» Exercise brief: Please restate the renin article from the words that have "Robert C. Tarazi, M.D." and stop after "the juxtaglomerular apparatus.", changing "oligemia" to "hypovolemia".
[Extracted text — start]
Suppression of renin release by intravascular volume expansion during chronic diuretic treatment
Phillip M. Hall, M.D.
Department of Hypertension and Nephrology
Harriet P. Dustan, M.D.
Robert C. Tarazi, M.D.
Circulating renin is influenced by many factors. In the clinical setting, alterations in body water and sodium balance influence plasma renin activity (PRA) significantly. Thus, with dietary sodium deprivation,1–3 rapid diuresis with furose-mide,4 and water deprivation5 PRA increases as it does also in association with the modest oligemia that accompanies long-term hydrochlorothiazide or spironolactone treatment of hypertension.6, 7 Conversely, lowered PRA has been observed following high sodium diet,1, 3 overhydration,3 in primary aldosteronism,8, 9 and following rapid intravascular volume expansion.10, 11 In such states of altered intravascular volume and serum sodium concentration there is disagreement as to the factors (volume or sodium) controlling renin release and how they become sensory signals to the juxtaglomerular apparatus.
[Extracted text — finish]
[Information shown — start]
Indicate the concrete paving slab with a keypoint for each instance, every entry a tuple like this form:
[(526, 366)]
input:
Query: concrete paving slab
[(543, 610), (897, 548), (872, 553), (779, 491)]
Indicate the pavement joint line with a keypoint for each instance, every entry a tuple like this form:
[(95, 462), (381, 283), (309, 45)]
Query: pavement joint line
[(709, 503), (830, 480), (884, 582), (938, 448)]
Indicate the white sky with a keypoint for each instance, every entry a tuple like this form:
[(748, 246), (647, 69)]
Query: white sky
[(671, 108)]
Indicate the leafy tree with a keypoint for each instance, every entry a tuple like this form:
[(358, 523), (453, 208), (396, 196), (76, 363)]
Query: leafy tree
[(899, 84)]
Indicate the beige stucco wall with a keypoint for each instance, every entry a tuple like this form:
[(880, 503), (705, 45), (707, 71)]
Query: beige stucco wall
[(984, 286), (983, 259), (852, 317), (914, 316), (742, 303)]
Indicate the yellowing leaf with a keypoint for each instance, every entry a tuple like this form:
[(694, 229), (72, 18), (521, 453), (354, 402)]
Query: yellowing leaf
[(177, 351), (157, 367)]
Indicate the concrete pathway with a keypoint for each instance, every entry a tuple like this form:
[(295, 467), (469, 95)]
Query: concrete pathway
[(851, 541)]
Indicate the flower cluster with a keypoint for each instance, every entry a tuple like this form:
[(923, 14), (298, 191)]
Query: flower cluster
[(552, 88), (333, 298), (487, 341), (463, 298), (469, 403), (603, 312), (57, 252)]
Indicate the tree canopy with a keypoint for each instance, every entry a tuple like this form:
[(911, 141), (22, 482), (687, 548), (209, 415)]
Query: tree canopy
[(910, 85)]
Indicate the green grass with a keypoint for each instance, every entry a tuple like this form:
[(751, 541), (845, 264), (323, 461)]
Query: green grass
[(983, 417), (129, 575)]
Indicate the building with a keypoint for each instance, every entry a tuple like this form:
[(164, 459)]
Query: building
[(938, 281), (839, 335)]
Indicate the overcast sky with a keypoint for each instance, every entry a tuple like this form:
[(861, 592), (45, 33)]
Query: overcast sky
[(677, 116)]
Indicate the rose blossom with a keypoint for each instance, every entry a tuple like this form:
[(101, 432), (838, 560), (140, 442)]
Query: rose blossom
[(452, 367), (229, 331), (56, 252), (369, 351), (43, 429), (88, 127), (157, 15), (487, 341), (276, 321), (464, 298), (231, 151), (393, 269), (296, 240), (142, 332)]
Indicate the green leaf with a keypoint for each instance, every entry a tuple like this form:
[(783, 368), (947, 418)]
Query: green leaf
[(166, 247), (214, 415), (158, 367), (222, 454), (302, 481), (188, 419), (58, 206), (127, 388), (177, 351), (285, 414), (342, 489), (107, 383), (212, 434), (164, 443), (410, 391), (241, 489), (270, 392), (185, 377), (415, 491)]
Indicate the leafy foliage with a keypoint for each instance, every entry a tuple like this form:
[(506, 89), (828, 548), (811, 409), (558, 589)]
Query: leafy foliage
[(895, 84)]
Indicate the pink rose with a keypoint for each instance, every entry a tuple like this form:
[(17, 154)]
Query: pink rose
[Information shown — finish]
» Exercise response:
Robert C. Tarazi, M.D.
Circulating renin is influenced by many factors. In the clinical setting, alterations in body water and sodium balance influence plasma renin activity (PRA) significantly. Thus, with dietary sodium deprivation,1–3 rapid diuresis with furose-mide,4 and water deprivation5 PRA increases as it does also in association with the modest hypovolemia that accompanies long-term hydrochlorothiazide or spironolactone treatment of hypertension.6, 7 Conversely, lowered PRA has been observed following high sodium diet,1, 3 overhydration,3 in primary aldosteronism,8, 9 and following rapid intravascular volume expansion.10, 11 In such states of altered intravascular volume and serum sodium concentration there is disagreement as to the factors (volume or sodium) controlling renin release and how they become sensory signals to the juxtaglomerular apparatus.